(GIVEN TASK 1)
Reproduce the opinion starting with "The same thing" and going on through "P.2d 965, 968.", replacing "trial court" with "lower court".

(SOURCE TEXT)
★ ★ ★ ★

The same thing is true in respect to appellant's contention that the trial court erred in finding that plaintiff was a proper person to have custody of the children. This contention is based upon the assumption that the evidence established improper conduct on the part of Mrs. Elliott—a view which cannot be accepted on this appeal since there is substantial evidence supporting the contrary finding of the trial court.

While it is true that the best interests of the children are always of primary consideration, questions as to their custody ‘are matters within the sound discretion of the trial judge who has an opportunity to observe the parties and hear the evidence, and his decision should not be disturbed by an appellate tribunal unless it clearly appears that there has been an abuse of discretion.’ Ward v. Ward, 150 Cal.App.2d 438, 442, 309 P.2d 965, 968.

The two young children whose custody is here involved, born February 1, 1952, and January 9, 1953, had resided with their mother continuously since birth and there was no evidence that they had not received good care. The trial court's decision granting custody to Mrs. Elliott cannot be deemed an abuse of discretion nor reversible error on any theory.

Appellant's remaining contentions relate to findings concerning community property and its division. The trial court was here confronted with a somewhat complicated financial situation involving substantial accretion to separate property owned by Mr. Elliott at the time of the first or putative marriage at Las Vegas in 1950. This separate property came to him largely as a result of a family arrangement, but was greatly increased during the putative marriage by Mr. Elliott's personal services, and thus acquired a community nature.

In respect to the various companies involved, it clearly appears from the record that the trial court gave due consideration to the evidence presented and arrived at a conclusion adequately supported by substantial evidence. The rule of appellate review hereinbefore referred to must again be applied with the result that this court will not disturb the findings. This opinion might well end with the general application of this rule; nevertheless, the specific contentions of appellant will be noted.

The trail court found that the parties had ‘in good faith, lived together and cohabited as spouses and conducted themselves as man and wife from December 8, 1950,’ the date of the putative Nevada marriage, to the date of the remarriage on April 7, 1953. In respect to the community property of the parties, the court then dealt with the matter as though there had been no impediment to such marriage. This was proper in view of authorities such as Lazzarevich v. Lazzarevich, 88 Cal.App.2d 708, 714, 200 P.2d 49, 53, holding that in such cases ‘a de facto spouse is entitled to the rights accorded a lawful spouse in the property acquired during the de facto marriage.’

Shrimp Processors Company was a partnership organized in 1951 after the first or putative marriage; Mr. Elliott's father furnishing the necessary money for this venture with an agreement to be later reimbursed out of profits of the business. As to appellant's one-third interest, a certified public accountant confirmed the fact that the value of this interest was derived from his accumulated commissions converted into a capital investment. In other words, by reason of appellant's services during the marriage, this interest had been built up and created and thus became community property. The trial court's finding to this effect is adequately supported by the evidence.

★ ★ ★ ★

Labeled shape records
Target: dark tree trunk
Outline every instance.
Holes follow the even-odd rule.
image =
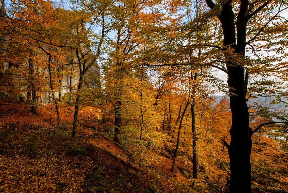
[[[79,107],[80,105],[79,102],[80,100],[80,95],[79,92],[82,88],[83,83],[83,74],[80,74],[79,77],[79,82],[78,83],[77,94],[76,94],[76,100],[75,105],[75,110],[74,111],[74,115],[73,116],[73,126],[72,128],[72,136],[75,137],[76,136],[76,131],[78,125],[77,121],[78,119],[78,113],[79,112]]]
[[[180,142],[180,133],[181,132],[181,129],[182,127],[182,122],[183,121],[183,119],[184,118],[185,115],[185,113],[186,112],[187,107],[190,104],[189,100],[187,101],[187,103],[185,106],[184,110],[183,110],[182,115],[181,115],[181,119],[180,119],[180,122],[179,123],[179,129],[178,129],[178,133],[177,134],[177,142],[176,144],[176,148],[175,148],[175,151],[174,152],[174,155],[173,156],[173,161],[172,163],[172,167],[171,168],[171,170],[173,171],[174,170],[174,165],[175,163],[175,159],[177,156],[177,153],[178,153],[178,149],[179,148],[179,143]]]
[[[206,1],[210,8],[215,7],[211,0]],[[222,26],[224,49],[227,51],[225,57],[232,121],[230,145],[226,142],[224,143],[228,149],[230,160],[231,193],[252,192],[250,163],[252,143],[249,134],[249,115],[245,94],[247,85],[245,83],[243,67],[248,6],[248,0],[241,1],[236,23],[237,38],[231,0],[222,5],[222,11],[218,16]],[[229,54],[227,49],[228,48],[232,54]]]
[[[197,73],[195,73],[194,76],[193,76],[192,72],[191,73],[191,78],[193,79],[195,83],[197,80]],[[193,164],[193,178],[197,179],[197,167],[198,166],[198,162],[197,161],[197,136],[196,133],[196,128],[195,125],[195,97],[196,95],[196,85],[194,86],[194,88],[192,92],[192,102],[191,103],[191,126],[192,129],[192,147],[193,148],[192,163]]]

★ ★ ★ ★

(GIVEN TASK 2)
Retype every line of the labeled shape records above without change, but leave the pictures out.

(TASK RESPONSE 1)
The same thing is true in respect to appellant's contention that the lower court erred in finding that plaintiff was a proper person to have custody of the children. This contention is based upon the assumption that the evidence established improper conduct on the part of Mrs. Elliott—a view which cannot be accepted on this appeal since there is substantial evidence supporting the contrary finding of the lower court.

While it is true that the best interests of the children are always of primary consideration, questions as to their custody ‘are matters within the sound discretion of the trial judge who has an opportunity to observe the parties and hear the evidence, and his decision should not be disturbed by an appellate tribunal unless it clearly appears that there has been an abuse of discretion.’ Ward v. Ward, 150 Cal.App.2d 438, 442, 309 P.2d 965, 968.

(TASK RESPONSE 2)
Target: dark tree trunk
Outline every instance.
Holes follow the even-odd rule.
image =
[[[79,107],[80,105],[79,102],[80,100],[80,95],[79,92],[82,88],[83,83],[83,74],[80,74],[79,77],[79,82],[78,83],[77,94],[76,94],[76,100],[75,105],[75,110],[74,111],[74,115],[73,116],[73,126],[72,128],[72,136],[75,137],[76,136],[76,131],[78,125],[77,121],[78,119],[78,113],[79,112]]]
[[[180,142],[180,133],[181,132],[181,129],[182,127],[182,122],[183,121],[183,119],[184,118],[185,115],[185,113],[186,112],[187,107],[190,104],[189,100],[187,101],[187,103],[185,106],[184,110],[183,110],[182,115],[181,115],[181,119],[180,119],[180,122],[179,123],[179,129],[178,129],[178,133],[177,134],[177,142],[176,144],[176,148],[175,148],[175,151],[174,152],[174,155],[173,156],[173,161],[172,163],[172,167],[171,168],[171,170],[173,171],[174,170],[174,165],[175,163],[175,159],[177,156],[177,153],[178,153],[178,149],[179,148],[179,143]]]
[[[206,1],[210,8],[215,7],[211,0]],[[222,26],[224,49],[227,51],[225,57],[232,121],[230,145],[226,142],[224,143],[228,149],[230,160],[231,193],[252,192],[250,163],[252,143],[249,134],[249,115],[245,94],[247,85],[245,83],[243,67],[248,6],[248,0],[241,1],[236,23],[237,38],[231,0],[222,5],[222,11],[218,16]],[[229,54],[227,49],[228,48],[232,54]]]
[[[197,73],[195,73],[194,76],[193,76],[192,72],[191,73],[191,78],[193,79],[195,83],[197,80]],[[193,164],[193,178],[197,179],[197,167],[198,166],[198,162],[197,161],[197,136],[196,133],[196,128],[195,125],[195,97],[196,95],[196,85],[194,86],[194,88],[192,92],[192,102],[191,103],[191,126],[192,129],[192,147],[193,148],[192,163]]]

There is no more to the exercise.